── PROVIDED INFORMATION
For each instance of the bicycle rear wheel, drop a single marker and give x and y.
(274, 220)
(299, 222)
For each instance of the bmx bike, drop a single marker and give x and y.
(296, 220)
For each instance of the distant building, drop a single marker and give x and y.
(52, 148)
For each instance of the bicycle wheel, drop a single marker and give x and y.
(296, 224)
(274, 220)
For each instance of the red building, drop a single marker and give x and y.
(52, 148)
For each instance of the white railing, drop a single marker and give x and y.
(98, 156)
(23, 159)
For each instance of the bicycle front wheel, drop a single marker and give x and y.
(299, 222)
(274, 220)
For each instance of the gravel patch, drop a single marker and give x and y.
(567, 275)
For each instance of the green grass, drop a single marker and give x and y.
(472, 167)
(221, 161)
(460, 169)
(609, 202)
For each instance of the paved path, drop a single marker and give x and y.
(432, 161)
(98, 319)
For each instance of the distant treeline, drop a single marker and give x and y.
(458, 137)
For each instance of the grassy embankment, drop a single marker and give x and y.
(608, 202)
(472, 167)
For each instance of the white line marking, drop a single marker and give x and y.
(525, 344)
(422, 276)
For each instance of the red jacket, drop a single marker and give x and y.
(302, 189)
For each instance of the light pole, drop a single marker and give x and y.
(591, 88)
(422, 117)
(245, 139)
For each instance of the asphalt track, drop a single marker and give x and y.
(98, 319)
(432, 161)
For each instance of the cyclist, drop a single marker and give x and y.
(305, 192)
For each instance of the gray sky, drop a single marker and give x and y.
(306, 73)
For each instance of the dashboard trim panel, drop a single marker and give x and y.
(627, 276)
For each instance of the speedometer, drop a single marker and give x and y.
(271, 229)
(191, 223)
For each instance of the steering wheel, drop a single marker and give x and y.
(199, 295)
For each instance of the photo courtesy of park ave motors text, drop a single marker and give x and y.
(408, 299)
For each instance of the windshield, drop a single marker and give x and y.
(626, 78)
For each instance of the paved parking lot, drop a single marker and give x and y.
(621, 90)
────
* DIRECTION *
Recast all of the records above as a numbered list, omitting any blank lines.

* FINAL RESULT *
1. For each instance of the bicycle rear wheel, drop a single marker and give x and y.
2. (274, 220)
3. (299, 222)
4. For each instance of the bmx bike, drop a single marker and give x and y.
5. (296, 220)
6. For each instance of the distant building, drop a single marker and give x and y.
7. (52, 148)
8. For each instance of the bicycle wheel, drop a single marker and give x and y.
9. (296, 224)
10. (274, 220)
11. For each instance of the red building, drop a single marker and give x and y.
12. (52, 148)
13. For each instance of the white railing, drop a single marker and give x and y.
14. (98, 156)
15. (23, 159)
16. For each instance of the bicycle front wheel, drop a single marker and give x and y.
17. (299, 222)
18. (274, 220)
19. For each instance of the gravel patch, drop a single marker and give x and y.
20. (567, 275)
21. For each instance of the green grass, drop a single marker and give x and y.
22. (472, 167)
23. (221, 161)
24. (460, 169)
25. (609, 202)
26. For each instance of the paved path, drop a single marker and give x and y.
27. (432, 161)
28. (98, 319)
29. For each instance of the distant treeline, drop a single marker and give x and y.
30. (458, 137)
31. For each instance of the grassy embankment, drop a single marker and give x and y.
32. (608, 202)
33. (472, 167)
34. For each instance of the white line marking, drop a single marker and give x and y.
35. (525, 344)
36. (422, 276)
37. For each instance of the red jacket, drop a single marker and give x and y.
38. (302, 189)
39. For each instance of the light pole, drop a single marker and give x and y.
40. (591, 88)
41. (422, 117)
42. (245, 139)
43. For each instance of the asphalt track, drop a single marker and give x and y.
44. (98, 319)
45. (432, 161)
46. For each instance of the cyclist, drop a single marker and give x and y.
47. (305, 192)
48. For each instance of the gray sky, drop a single marker and give x and y.
49. (306, 73)
50. For each instance of the dashboard trim panel, drop a single marker and give x and y.
51. (627, 276)
52. For each instance of the speedometer, drop a single marker and give x and y.
53. (271, 229)
54. (191, 223)
55. For each instance of the steering wheel, drop a single marker and give x and y.
56. (199, 295)
57. For each instance of the photo courtesy of park ave motors text, drop a single marker and give x and y.
58. (408, 299)
59. For each instance of the windshield, drop a single marker and give x and y.
60. (626, 78)
61. For each instance of the paved parking lot, drop a single marker and give x and y.
62. (621, 90)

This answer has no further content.